[START OF Document]

The world of concepts and distinctions  was no longer  "proposed and 
disposed" by excellence or man's relationship with Quality, but by the truth. 
 A single truth which best represented the true external, knowable, 
distinguishable universe around us. Quality was then relegated to a footnote 
on Aristotle's hierarchy of ethics and rhetoric was disparaged as a technique 
to pander to emotions.

ARISTOTELIAN LOGOS BECOMES THE MYTHOS

Aristotle was the final nail in the Sophist's coffin.  He threw out their 
soft idealism that reality was the co creation of man and quality, and he 
replaced it with the scientific method of objectively cataloging reality.  
This method was later rediscovered and slowly reintroduced as a part of the 
mythos of Europe and  the world of Newton.  As this logos grew in stature and 
influence within the mythos, it turbo-charged man's ability to understand and 
control nature.

The cost of the logos was that it forced us to give up our understanding of 
Quality and value and how we interact with the universe.  As the 20th Century 
dawned, the scientific method that was built on this logos began to outgrow 
it.  Today scientists have realized that our models of reality are not the 
same as the reality that they describe.  Relativity, Quantum theory, 
autopoiesis, chaos theory and others have all led scientists to realize that 
they could create superior HIGHER QUALITY  MODELS when they go beyond and 
deviate from the fixed objective logos of Aristotle.

[END OF Document]
[START OF Records supplied]

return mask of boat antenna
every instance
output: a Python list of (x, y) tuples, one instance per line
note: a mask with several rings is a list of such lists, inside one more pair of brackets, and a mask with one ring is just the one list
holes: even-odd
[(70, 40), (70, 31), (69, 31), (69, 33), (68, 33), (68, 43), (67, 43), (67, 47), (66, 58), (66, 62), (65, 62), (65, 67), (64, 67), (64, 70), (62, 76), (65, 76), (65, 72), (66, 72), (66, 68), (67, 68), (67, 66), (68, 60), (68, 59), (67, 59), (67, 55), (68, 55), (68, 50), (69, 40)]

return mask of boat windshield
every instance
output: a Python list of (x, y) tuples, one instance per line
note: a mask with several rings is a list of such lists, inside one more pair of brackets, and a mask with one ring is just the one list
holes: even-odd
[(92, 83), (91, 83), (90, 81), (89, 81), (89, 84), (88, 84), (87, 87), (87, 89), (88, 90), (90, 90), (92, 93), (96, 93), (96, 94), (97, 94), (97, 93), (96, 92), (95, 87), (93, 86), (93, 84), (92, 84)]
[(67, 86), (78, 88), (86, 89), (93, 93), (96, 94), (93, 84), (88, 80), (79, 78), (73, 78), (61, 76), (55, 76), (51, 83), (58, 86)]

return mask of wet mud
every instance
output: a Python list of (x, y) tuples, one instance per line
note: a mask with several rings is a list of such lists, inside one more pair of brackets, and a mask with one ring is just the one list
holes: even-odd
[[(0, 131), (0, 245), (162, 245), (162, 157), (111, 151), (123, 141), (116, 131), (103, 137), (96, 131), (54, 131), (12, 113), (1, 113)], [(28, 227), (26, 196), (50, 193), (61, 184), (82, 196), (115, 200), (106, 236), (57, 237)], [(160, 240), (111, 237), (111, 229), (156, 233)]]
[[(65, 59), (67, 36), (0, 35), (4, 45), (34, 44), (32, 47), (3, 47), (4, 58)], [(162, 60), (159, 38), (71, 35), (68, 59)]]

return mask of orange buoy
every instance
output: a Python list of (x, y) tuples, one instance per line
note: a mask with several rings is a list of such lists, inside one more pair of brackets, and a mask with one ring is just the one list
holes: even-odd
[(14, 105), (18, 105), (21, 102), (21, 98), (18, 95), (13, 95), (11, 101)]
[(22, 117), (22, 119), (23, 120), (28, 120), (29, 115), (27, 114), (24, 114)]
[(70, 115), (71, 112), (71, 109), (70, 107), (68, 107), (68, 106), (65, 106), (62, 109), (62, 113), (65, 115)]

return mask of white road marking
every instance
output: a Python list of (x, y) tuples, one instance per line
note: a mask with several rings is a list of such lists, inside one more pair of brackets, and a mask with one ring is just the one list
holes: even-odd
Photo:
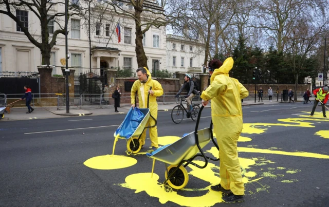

[END OF Records supplied]

The task >> Reproduce, word for word, the stretch of the essay on Aristotle and Quality from "The cost of" through "logos of Aristotle.".

Written solution >>
The cost of the logos was that it forced us to give up our understanding of 
Quality and value and how we interact with the universe.  As the 20th Century 
dawned, the scientific method that was built on this logos began to outgrow 
it.  Today scientists have realized that our models of reality are not the 
same as the reality that they describe.  Relativity, Quantum theory, 
autopoiesis, chaos theory and others have all led scientists to realize that 
they could create superior HIGHER QUALITY  MODELS when they go beyond and 
deviate from the fixed objective logos of Aristotle.